▶ Written request 1
Rewrite part of the records below as a numbered list, leaving out blank lines. Begin at the line of the records that contains "object_query: asphalt road" and continue through the end of the records.

▶ Selected text
⟨

4 years ago May 22, 2011 May 22, 2011 Sunday, May 22 2011 Sunday, May 22, 2011 1:39:19 AM CDT in News
Source: AP

BATON ROUGE - A five-mile stretch of the Mississippi River at Baton Rouge remained closed Saturday, a day after an accident on the high, fast-moving waterway resulted in the sinking of three barges.

The river was closed while officials assessed whether the barges posed a navigation hazard. The Coast Guard said plans for salvaging the vessels were being made but it was unclear when the salvage operation would begin. No injuries or pollution were reported.

The sunken barges were carrying corn. They were part of a20-barge tow that was being pushed downriver Friday at a time when high water and fast current have made navigation difficult. One of
the barges struck a dock, two struck the U.S. Highway 190 bridge and three sank.

Archer Daniels Midland Co. spokesman Roman Blahoski said Saturday that the company has submitted a salvage plan for approval by the Coast Guard and the Corps of Engineers. He had no details on the plan but said salvage operations will begin as soon as the necessary government approval is granted.

Port of New Orleans spokesman Chris Bonura said the river's closing hasn't had an impact on international shipping and was only having a "minor effect" on industries that rely on barges to move
their products domestically.

⟩

▶ Written request 2
Answer these questions about the river closure report above:
(a) What were the sunken barges carrying?
(b) How long is the stretch of the Mississippi River that remained closed?
(c) Who said the closing hasn't had an impact on international shipping?

▶ Given records
⟨

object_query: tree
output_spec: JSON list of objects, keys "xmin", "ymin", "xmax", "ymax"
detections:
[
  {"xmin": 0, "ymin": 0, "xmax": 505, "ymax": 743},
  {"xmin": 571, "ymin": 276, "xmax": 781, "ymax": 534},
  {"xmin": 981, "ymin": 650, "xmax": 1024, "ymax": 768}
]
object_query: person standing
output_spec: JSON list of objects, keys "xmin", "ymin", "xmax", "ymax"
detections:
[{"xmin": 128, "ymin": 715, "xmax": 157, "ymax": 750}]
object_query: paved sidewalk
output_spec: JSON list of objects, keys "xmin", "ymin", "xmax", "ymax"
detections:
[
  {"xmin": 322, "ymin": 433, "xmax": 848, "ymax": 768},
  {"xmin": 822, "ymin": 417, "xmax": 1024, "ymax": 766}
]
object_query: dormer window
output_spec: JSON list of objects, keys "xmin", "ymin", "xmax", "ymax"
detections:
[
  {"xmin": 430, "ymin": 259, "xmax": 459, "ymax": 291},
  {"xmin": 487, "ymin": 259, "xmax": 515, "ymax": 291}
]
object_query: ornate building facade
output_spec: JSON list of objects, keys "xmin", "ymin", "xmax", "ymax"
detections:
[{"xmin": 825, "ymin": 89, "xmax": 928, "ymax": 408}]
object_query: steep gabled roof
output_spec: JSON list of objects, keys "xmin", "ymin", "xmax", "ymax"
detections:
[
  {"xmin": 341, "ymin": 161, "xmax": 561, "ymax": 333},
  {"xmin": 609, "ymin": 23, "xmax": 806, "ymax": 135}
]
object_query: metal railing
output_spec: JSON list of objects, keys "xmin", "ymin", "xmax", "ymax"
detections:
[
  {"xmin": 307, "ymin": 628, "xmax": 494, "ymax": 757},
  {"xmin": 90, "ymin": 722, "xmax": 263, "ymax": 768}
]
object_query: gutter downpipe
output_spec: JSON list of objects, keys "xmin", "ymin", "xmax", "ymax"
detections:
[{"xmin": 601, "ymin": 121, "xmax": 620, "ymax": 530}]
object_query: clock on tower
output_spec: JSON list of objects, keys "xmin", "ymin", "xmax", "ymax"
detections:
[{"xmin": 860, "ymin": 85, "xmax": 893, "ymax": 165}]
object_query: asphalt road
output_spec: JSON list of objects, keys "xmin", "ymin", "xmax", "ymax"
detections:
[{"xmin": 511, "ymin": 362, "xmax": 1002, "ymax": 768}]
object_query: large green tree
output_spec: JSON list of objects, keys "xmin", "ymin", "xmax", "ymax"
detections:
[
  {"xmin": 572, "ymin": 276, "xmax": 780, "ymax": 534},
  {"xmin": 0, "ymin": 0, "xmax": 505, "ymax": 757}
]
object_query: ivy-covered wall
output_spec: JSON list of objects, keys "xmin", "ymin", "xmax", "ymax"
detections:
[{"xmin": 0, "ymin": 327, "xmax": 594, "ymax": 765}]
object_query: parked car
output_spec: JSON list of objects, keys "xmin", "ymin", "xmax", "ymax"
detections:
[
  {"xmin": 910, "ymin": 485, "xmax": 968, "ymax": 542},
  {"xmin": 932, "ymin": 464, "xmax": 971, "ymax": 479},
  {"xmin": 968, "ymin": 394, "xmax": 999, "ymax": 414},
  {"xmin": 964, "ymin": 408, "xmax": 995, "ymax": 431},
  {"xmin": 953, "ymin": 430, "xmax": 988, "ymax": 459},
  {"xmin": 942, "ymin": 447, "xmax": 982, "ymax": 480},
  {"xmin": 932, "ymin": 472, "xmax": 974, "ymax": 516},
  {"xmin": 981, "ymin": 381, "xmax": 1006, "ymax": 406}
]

⟩

▶ Problem solution 1
1. object_query: asphalt road
2. output_spec: JSON list of objects, keys "xmin", "ymin", "xmax", "ymax"
3. detections:
4. [{"xmin": 511, "ymin": 362, "xmax": 1002, "ymax": 768}]
5. object_query: large green tree
6. output_spec: JSON list of objects, keys "xmin", "ymin", "xmax", "ymax"
7. detections:
8. [
9.   {"xmin": 572, "ymin": 276, "xmax": 780, "ymax": 534},
10.   {"xmin": 0, "ymin": 0, "xmax": 505, "ymax": 757}
11. ]
12. object_query: ivy-covered wall
13. output_spec: JSON list of objects, keys "xmin", "ymin", "xmax", "ymax"
14. detections:
15. [{"xmin": 0, "ymin": 327, "xmax": 594, "ymax": 765}]
16. object_query: parked car
17. output_spec: JSON list of objects, keys "xmin", "ymin", "xmax", "ymax"
18. detections:
19. [
20.   {"xmin": 910, "ymin": 485, "xmax": 968, "ymax": 542},
21.   {"xmin": 932, "ymin": 464, "xmax": 971, "ymax": 479},
22.   {"xmin": 968, "ymin": 394, "xmax": 999, "ymax": 414},
23.   {"xmin": 964, "ymin": 408, "xmax": 995, "ymax": 431},
24.   {"xmin": 953, "ymin": 430, "xmax": 988, "ymax": 459},
25.   {"xmin": 942, "ymin": 447, "xmax": 982, "ymax": 480},
26.   {"xmin": 932, "ymin": 472, "xmax": 974, "ymax": 516},
27.   {"xmin": 981, "ymin": 381, "xmax": 1006, "ymax": 406}
28. ]

▶ Problem solution 2
(a) Corn.
(b) Five miles.
(c) Chris Bonura, spokesman for the Port of New Orleans.